**EXTRAIT DU DOCUMENT**
Sur la représentation graphique ci-dessus, figure en ordonnée la dépense annuelle en euro pour un consommateur individuel et en abscisse le taux d’autoproduction. On constate que si l’électricité solaire contribue à moins de 20% des besoins collectifs, le tarif d’utilisation du réseau est supérieur au tarif habituel.
Point de vue
Dura lex, sed lex. En démocratie, cette locution ne souffre d’aucune exception. Pourtant, la Commission de Régulation de l’Energie (CRE) ne se prive pas d’enfreindre la loi dans son calcul du TURPE autoconsommation collective qui pénalise financièrement les futurs utilisateurs de ce type d’énergie décentralisée. Une discrimination urgente à dénoncer qui remet en cause le principe même du timbre poste. Explications avec Nicolas Ott, administrateur d’Enerplan.
« Par son positionnement, la CRE pénalise le développement de l’autoconsommation collective. Elle semble défavorable, au travers de sa délibération sur le TURPE, à toutes formes de décentralisation de l’énergie pour continuer à prôner le modèle descendant centralisé. Elle est d’un autre siècle ». Cette critique signée de Nicolas Ott, administrateur du Syndicat Enerplan et par ailleurs directeur du développement de l’agrégateur BCM Energy est largement fondée. Elle s’appuie sur une analyse très précise et documentée du calcul du futur TURPE autoconsommation.

**CONSIGNE A**
Comptez les lignes des enregistrements ci-dessous où figure la chaîne « white », puis donnez uniquement ce nombre.

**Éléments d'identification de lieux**
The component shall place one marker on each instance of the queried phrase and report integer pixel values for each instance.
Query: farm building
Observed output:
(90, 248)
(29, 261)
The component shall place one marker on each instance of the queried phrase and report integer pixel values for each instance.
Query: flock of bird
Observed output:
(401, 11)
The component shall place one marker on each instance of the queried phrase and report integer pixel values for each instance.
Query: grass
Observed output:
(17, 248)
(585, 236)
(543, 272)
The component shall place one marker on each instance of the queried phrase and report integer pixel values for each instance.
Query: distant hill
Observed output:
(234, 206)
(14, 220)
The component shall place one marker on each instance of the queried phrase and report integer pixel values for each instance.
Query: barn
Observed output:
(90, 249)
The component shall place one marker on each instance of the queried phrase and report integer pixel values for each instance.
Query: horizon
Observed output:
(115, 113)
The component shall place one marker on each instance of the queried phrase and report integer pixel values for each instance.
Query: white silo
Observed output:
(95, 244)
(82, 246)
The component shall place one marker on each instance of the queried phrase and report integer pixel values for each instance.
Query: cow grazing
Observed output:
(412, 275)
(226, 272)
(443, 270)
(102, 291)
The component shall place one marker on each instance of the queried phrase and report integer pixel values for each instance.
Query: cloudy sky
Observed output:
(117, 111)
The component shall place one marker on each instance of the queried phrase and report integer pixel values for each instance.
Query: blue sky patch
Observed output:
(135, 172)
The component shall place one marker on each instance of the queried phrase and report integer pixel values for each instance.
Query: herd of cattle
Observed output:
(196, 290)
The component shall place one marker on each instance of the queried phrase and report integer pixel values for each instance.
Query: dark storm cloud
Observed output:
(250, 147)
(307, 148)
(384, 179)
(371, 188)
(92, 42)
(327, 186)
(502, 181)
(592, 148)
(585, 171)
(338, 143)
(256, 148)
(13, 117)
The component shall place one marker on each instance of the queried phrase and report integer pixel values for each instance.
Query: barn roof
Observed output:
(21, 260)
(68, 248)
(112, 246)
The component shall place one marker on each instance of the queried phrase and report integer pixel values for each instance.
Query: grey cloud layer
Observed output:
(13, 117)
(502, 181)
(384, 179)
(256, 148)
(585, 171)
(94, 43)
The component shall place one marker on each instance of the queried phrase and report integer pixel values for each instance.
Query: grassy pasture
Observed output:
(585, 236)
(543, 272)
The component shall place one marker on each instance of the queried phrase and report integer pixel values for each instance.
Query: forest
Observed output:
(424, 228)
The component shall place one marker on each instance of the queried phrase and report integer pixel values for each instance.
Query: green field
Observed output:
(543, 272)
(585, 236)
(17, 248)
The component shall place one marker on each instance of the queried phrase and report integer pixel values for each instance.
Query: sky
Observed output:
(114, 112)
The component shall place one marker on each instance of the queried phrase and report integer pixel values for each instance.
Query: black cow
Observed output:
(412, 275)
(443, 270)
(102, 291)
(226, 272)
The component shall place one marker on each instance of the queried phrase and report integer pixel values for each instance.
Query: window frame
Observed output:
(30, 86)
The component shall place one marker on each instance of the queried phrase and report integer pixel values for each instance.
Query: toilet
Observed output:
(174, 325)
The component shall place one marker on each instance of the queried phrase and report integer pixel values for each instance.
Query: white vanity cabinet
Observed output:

**CONSIGNE B**
Poursuivez le texte sur le calcul du TURPE autoconsommation collective, plus haut, à partir de sa dernière phrase.

**RÉPONSE RÉDIGÉE A**
2

**RÉPONSE RÉDIGÉE B**
Un TURPE majorée de 15% pour l’ACC signe de discrimination
Que motive donc cette diatribe à destination de la CRE ? La démonstration qui va suivre demande un tantinet d’attention. Tout commence par la définition du TURPE, acronyme de Tarif d’Utilisation des Réseaux Publics d’Electricité. Ce denier est fixé pour quatre ans et représente 95% des ressources du gestionnaire de réseau Enedis. Pour déterminer le TURPE, la CRE ouvre des consultations publiques. En 2017, le TURPE 5 a été établi à 13,5 milliards d’euros par an. Il a donc augmenté de 2,71% en moyenne le 1er août 2017. Au 1er août de chaque année, le tarif évolue sur deux points : l’inflation et les écarts constatés sur certains postes (climat, nombre de raccordements et régulation incitative). Le TURPE 5 prévoit en effet des tarifs différenciés, selon l’heure de la journée (heures pleines/heures creuses) et les saisons, afin d’accompagner la transition énergétique et d’inciter le consommateur à être plus vertueux, dans son profil de consommation, grâce à une maîtrise accrue de la demande, tant du point de vue du volume que du profil.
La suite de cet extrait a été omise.